[START OF Dataset excerpts]

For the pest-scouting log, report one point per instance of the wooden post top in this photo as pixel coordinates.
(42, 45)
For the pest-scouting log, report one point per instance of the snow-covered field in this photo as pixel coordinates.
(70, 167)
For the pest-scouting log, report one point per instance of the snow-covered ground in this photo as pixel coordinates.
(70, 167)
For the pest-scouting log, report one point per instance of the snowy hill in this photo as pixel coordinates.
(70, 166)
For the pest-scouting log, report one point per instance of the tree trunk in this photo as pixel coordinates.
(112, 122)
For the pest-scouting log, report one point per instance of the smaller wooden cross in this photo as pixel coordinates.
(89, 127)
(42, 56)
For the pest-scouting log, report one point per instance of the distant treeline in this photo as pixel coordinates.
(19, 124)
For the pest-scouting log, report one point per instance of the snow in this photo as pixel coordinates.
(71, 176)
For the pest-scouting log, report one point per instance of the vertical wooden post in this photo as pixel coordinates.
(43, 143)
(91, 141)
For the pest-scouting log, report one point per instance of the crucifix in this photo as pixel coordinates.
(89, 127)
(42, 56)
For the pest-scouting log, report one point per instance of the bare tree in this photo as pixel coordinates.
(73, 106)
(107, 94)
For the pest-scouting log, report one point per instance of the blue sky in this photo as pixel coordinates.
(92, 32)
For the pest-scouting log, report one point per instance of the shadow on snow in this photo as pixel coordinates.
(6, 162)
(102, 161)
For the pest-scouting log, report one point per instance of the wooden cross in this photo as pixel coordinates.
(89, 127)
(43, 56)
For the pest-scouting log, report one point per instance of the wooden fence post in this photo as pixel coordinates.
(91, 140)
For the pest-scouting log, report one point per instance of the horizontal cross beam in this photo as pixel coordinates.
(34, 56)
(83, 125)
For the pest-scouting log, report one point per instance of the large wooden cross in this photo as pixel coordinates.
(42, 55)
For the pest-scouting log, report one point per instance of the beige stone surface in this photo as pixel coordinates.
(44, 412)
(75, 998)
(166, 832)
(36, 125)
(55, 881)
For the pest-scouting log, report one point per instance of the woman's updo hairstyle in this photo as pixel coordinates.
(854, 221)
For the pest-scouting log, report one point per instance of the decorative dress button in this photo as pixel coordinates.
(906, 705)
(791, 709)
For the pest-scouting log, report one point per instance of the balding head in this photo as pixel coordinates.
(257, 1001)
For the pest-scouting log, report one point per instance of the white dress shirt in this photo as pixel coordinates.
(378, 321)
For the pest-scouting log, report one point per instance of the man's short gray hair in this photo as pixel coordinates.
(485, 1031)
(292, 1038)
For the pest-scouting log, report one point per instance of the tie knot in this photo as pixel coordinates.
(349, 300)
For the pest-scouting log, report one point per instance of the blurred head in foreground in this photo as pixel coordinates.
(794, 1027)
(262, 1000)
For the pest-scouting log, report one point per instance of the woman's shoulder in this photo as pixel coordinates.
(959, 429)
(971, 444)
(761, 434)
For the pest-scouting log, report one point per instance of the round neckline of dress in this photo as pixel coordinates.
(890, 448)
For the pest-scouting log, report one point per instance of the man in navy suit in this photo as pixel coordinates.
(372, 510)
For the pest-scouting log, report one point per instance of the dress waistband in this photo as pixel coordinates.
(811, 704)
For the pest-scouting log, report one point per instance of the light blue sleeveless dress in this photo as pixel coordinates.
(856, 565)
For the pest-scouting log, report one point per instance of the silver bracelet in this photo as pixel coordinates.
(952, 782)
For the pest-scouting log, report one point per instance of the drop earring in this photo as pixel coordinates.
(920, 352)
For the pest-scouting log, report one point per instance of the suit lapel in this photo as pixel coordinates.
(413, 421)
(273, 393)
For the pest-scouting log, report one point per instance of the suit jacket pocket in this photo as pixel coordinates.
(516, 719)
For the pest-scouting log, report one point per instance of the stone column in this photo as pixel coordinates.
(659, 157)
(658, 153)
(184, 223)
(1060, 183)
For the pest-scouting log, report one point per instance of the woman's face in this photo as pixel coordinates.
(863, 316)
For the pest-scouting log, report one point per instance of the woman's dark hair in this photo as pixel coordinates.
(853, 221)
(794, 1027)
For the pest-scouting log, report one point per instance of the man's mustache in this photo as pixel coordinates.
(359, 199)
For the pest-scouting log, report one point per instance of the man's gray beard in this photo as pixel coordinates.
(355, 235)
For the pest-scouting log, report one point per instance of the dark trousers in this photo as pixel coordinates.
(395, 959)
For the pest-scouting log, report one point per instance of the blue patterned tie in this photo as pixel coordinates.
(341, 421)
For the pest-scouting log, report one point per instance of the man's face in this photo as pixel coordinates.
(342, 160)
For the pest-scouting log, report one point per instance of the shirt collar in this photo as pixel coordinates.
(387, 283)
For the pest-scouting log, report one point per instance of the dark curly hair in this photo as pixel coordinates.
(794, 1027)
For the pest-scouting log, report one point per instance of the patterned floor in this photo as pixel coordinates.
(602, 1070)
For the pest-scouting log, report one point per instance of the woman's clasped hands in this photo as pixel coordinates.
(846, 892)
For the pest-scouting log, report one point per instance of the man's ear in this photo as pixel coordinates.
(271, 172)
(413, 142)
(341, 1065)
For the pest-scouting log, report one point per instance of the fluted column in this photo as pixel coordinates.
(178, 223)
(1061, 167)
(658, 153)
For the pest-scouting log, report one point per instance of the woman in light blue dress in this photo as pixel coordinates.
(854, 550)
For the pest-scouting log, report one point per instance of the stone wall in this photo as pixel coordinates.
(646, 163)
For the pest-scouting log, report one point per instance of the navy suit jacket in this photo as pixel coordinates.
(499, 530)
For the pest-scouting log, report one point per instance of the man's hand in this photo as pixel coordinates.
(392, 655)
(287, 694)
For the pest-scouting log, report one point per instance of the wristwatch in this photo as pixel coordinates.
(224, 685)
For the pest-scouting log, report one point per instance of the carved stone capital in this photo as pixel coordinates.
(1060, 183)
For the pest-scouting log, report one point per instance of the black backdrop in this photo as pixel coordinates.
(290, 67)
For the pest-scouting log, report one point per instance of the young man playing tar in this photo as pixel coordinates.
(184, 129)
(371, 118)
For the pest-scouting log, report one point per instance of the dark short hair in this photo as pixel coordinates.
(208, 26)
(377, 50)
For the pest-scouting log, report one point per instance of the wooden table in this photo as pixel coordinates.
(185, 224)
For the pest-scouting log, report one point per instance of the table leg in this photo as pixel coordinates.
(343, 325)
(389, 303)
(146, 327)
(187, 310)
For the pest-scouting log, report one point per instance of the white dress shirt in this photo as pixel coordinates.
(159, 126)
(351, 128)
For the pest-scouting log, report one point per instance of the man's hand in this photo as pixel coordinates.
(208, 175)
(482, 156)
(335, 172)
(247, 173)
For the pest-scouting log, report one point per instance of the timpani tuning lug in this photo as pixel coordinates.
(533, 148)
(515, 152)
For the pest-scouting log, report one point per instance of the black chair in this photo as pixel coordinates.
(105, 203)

[END OF Dataset excerpts]

◆ **Written problem**
Can you retype, word for word, the part of the items that opens with the line containing "table in this photo as pixel coordinates." and runs through the end of the items?

◆ **Written response**
For the pest-scouting log, report one point per instance of the wooden table in this photo as pixel coordinates.
(185, 224)
For the pest-scouting log, report one point per instance of the table leg in this photo as pixel coordinates.
(343, 325)
(389, 303)
(146, 327)
(187, 310)
For the pest-scouting log, report one point per instance of the white dress shirt in this photo as pixel coordinates.
(159, 126)
(351, 128)
For the pest-scouting log, report one point per instance of the man's hand in this photo as pixel coordinates.
(208, 175)
(482, 156)
(335, 172)
(247, 173)
For the pest-scouting log, report one point per instance of the timpani tuning lug in this photo as pixel coordinates.
(533, 148)
(515, 152)
For the pest-scouting log, report one point per instance of the black chair in this photo as pixel coordinates.
(105, 203)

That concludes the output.